(Stored entries)
● ● ●

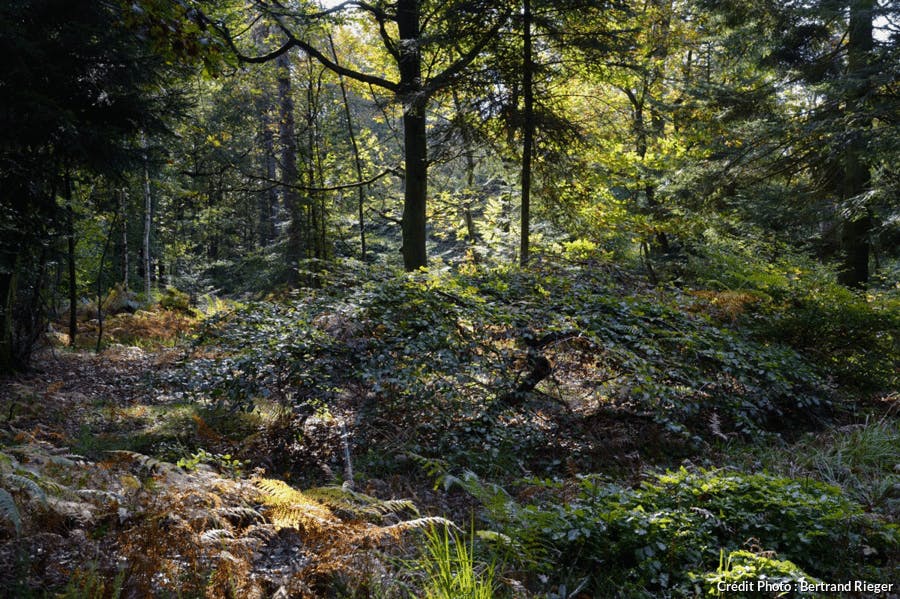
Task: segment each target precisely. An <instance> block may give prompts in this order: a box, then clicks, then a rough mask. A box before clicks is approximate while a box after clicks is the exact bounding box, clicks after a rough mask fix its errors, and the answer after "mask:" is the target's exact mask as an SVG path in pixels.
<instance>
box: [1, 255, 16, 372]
mask: <svg viewBox="0 0 900 599" xmlns="http://www.w3.org/2000/svg"><path fill="white" fill-rule="evenodd" d="M2 258H3V259H2V262H0V374H5V373H9V372H12V371H13V370H14V367H15V356H14V352H13V335H12V322H13V317H12V315H13V306H14V305H15V297H16V278H17V275H18V254H17V253H16V252H13V251H5V250H4V251H2Z"/></svg>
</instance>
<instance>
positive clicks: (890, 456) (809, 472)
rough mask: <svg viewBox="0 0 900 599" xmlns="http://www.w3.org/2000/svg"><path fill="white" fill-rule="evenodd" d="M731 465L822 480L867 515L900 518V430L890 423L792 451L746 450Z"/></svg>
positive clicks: (818, 438)
mask: <svg viewBox="0 0 900 599" xmlns="http://www.w3.org/2000/svg"><path fill="white" fill-rule="evenodd" d="M732 460H733V463H734V464H735V465H737V466H739V467H743V468H747V469H750V468H752V469H761V468H762V469H765V470H768V471H770V472H777V473H780V474H784V475H788V476H795V477H796V476H801V475H802V476H809V477H812V478H815V479H818V480H822V481H825V482H827V483H828V484H831V485H835V486H837V487H840V488H841V489H843V492H844V494H845V495H846V496H847V497H849V498H851V499H853V500H854V501H856V502H857V503H859V504H861V505H863V506H865V507H866V509H867V510H871V511H876V512H879V513H882V514H884V515H886V516H887V517H893V518H895V517H896V515H897V514H898V513H900V472H898V471H897V469H896V465H897V464H898V463H900V424H898V423H897V422H896V421H895V420H892V419H890V418H882V419H879V420H875V419H871V418H870V419H867V420H866V421H865V422H863V423H860V424H850V425H845V426H842V427H840V428H836V429H833V430H829V431H826V432H823V433H819V434H817V435H809V436H807V437H804V438H803V439H801V440H799V441H798V442H796V443H794V444H792V445H791V446H779V445H776V446H774V447H755V448H750V449H748V448H746V447H742V448H741V449H740V452H739V453H738V452H737V451H735V452H733V456H732Z"/></svg>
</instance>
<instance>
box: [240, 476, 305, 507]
mask: <svg viewBox="0 0 900 599" xmlns="http://www.w3.org/2000/svg"><path fill="white" fill-rule="evenodd" d="M253 485H254V486H255V487H256V488H257V489H259V490H260V491H262V500H263V503H265V504H266V505H282V504H288V503H295V502H298V501H305V500H307V499H306V496H305V495H303V493H301V492H300V491H298V490H297V489H295V488H294V487H292V486H290V485H289V484H287V483H286V482H284V481H283V480H277V479H274V478H256V479H253Z"/></svg>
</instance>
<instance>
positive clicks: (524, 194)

● ● ●

● **WORK TO BE COMPLETED**:
For the word "rough", count the lines of the records above that hold it and state only that count.

● **TASK SOLUTION**:
2